▶ WHAT THE EXERCISE ASKS: From the line that includes "Find the green trash" to the last line of the data, quote each line precisely; both boundary lines belong in the answer.

▶ LISTING:
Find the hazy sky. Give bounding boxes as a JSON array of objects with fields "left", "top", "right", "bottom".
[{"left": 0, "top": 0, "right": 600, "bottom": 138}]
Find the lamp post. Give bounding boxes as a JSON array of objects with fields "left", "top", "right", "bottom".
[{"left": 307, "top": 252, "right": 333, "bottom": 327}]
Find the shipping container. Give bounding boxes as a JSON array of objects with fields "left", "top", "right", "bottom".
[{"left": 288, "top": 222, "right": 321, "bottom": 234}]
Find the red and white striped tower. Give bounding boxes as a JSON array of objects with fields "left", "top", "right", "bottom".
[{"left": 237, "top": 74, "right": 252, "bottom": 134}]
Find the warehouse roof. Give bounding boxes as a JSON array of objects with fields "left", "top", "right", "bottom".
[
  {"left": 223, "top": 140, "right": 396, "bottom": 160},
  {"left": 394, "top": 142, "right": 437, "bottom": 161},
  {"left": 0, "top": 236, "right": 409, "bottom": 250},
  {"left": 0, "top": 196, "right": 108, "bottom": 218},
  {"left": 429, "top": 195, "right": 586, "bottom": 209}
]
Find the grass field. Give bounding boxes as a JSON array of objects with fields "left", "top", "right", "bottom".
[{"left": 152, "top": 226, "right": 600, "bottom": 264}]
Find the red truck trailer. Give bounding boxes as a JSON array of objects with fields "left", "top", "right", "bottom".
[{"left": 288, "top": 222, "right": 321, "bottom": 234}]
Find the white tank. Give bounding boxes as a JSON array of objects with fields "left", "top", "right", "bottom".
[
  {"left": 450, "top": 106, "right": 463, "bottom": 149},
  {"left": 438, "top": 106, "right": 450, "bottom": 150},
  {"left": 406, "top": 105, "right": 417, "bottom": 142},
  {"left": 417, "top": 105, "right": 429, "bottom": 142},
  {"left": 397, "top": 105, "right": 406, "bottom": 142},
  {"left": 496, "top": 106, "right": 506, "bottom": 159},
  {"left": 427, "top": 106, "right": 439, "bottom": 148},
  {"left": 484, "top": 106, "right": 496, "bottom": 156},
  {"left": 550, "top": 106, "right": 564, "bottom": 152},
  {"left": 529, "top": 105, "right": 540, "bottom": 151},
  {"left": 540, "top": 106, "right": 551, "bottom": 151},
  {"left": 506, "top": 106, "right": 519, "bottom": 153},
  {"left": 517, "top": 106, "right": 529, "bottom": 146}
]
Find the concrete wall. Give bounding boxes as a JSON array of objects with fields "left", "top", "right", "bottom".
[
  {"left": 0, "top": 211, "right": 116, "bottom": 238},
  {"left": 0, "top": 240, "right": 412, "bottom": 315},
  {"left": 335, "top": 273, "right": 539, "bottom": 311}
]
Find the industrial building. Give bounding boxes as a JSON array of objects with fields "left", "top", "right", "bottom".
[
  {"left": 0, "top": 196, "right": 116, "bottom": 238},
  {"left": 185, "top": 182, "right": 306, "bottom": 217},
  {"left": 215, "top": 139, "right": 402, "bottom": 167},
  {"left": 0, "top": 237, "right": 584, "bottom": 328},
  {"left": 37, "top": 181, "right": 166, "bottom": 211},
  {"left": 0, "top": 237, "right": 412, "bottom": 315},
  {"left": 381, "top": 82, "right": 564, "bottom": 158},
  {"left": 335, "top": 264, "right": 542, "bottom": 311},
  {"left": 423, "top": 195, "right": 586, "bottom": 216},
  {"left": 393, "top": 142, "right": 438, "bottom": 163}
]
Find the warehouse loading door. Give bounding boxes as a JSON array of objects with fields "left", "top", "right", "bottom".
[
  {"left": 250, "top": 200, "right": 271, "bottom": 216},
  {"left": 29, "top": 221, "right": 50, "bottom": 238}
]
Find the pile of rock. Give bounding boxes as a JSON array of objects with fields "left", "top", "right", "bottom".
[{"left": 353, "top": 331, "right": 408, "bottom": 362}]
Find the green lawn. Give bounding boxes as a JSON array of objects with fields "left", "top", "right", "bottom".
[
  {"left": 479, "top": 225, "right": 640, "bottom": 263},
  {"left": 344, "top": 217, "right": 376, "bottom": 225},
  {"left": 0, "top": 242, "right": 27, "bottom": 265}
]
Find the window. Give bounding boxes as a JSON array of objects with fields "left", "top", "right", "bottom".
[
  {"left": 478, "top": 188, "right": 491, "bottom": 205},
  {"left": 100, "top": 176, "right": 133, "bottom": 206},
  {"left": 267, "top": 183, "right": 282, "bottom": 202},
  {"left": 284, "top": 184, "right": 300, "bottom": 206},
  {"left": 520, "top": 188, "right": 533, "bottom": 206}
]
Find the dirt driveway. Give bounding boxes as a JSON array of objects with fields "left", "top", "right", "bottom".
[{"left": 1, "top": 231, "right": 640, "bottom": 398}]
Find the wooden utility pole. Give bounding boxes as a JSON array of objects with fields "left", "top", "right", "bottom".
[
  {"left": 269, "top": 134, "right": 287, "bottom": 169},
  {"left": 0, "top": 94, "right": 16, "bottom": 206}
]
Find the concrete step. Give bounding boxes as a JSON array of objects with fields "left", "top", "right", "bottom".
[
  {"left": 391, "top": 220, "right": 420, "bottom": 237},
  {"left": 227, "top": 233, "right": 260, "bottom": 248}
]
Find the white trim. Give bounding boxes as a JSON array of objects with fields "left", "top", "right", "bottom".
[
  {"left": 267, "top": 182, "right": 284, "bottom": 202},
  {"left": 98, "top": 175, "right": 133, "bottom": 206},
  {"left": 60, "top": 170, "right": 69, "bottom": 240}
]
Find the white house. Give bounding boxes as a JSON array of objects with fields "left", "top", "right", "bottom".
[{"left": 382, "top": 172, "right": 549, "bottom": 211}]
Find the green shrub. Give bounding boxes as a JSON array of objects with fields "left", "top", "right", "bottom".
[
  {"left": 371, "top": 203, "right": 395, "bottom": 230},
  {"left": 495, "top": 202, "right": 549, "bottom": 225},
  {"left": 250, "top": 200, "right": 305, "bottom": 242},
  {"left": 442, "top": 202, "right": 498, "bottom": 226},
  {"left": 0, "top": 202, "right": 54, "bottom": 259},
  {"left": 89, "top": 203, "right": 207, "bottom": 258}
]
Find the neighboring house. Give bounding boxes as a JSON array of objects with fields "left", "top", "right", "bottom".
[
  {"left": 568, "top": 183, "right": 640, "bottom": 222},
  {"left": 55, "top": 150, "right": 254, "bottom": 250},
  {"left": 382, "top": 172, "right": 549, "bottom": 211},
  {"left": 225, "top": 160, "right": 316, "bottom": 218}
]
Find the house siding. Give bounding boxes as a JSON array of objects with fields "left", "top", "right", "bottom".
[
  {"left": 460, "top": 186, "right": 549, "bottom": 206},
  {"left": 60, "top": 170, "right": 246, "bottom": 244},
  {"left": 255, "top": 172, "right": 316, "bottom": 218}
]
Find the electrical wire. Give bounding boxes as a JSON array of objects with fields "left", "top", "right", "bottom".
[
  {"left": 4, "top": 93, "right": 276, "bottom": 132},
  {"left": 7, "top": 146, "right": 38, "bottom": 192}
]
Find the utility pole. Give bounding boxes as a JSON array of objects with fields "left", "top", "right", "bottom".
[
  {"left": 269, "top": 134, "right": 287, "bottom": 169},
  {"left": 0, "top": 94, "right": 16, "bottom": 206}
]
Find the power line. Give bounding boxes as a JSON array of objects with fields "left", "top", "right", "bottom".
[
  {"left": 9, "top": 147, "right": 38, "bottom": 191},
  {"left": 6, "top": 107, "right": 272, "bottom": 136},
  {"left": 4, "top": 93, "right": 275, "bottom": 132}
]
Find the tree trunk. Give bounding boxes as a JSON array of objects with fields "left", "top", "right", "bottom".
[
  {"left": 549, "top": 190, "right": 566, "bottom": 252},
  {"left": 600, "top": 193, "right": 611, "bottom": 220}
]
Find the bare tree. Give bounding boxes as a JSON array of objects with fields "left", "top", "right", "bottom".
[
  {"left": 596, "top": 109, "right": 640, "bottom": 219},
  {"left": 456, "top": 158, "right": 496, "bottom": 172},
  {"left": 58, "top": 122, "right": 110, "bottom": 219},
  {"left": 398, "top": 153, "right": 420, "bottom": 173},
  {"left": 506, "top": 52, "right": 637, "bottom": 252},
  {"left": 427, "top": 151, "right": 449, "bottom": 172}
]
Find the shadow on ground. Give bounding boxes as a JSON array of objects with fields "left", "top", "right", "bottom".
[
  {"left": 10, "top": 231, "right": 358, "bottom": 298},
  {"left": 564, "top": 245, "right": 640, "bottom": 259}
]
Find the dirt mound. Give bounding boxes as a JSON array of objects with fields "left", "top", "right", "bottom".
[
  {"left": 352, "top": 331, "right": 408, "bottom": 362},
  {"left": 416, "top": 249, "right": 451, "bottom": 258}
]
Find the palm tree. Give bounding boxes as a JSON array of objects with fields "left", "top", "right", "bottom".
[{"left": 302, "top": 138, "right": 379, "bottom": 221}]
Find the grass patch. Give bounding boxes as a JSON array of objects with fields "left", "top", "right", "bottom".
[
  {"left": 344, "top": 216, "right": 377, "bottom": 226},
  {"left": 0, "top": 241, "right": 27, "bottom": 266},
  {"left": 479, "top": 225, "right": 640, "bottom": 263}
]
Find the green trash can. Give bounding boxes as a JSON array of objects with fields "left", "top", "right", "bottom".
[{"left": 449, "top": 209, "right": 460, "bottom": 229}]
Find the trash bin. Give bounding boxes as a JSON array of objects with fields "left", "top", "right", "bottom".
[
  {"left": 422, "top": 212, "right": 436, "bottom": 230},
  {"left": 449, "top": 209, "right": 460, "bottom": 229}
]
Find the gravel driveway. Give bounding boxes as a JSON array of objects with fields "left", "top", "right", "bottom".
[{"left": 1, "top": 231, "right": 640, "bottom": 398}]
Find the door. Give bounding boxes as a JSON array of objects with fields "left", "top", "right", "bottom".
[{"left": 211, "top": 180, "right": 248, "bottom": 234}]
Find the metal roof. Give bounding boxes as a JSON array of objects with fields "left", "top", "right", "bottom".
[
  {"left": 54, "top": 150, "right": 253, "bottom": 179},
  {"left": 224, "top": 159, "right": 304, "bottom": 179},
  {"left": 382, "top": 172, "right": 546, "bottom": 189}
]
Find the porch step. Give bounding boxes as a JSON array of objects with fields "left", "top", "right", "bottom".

▶ WRITTEN REPLY:
Find the green trash can. Give bounding boxes as a JSON array of objects with fields "left", "top", "right", "bottom".
[{"left": 449, "top": 209, "right": 460, "bottom": 229}]
Find the trash bin. Give bounding boxes as a JSON array of objects with fields "left", "top", "right", "bottom".
[
  {"left": 422, "top": 212, "right": 436, "bottom": 230},
  {"left": 449, "top": 209, "right": 460, "bottom": 229}
]
Find the gravel driveway. Give bounding boxes as a JSON array of objects with fields "left", "top", "right", "bottom".
[{"left": 1, "top": 231, "right": 640, "bottom": 398}]
Find the door. Give bounding boxes as a JSON array of objects with fields "left", "top", "right", "bottom".
[{"left": 211, "top": 180, "right": 248, "bottom": 234}]
Find the metal roof. Give bounding boxes as a JSON array of objects with fields "left", "top", "right", "bottom".
[
  {"left": 54, "top": 150, "right": 253, "bottom": 179},
  {"left": 224, "top": 159, "right": 304, "bottom": 179},
  {"left": 382, "top": 172, "right": 546, "bottom": 189}
]
Find the porch step. Give bounding boxes as a JSON array of objects with fields "left", "top", "right", "bottom".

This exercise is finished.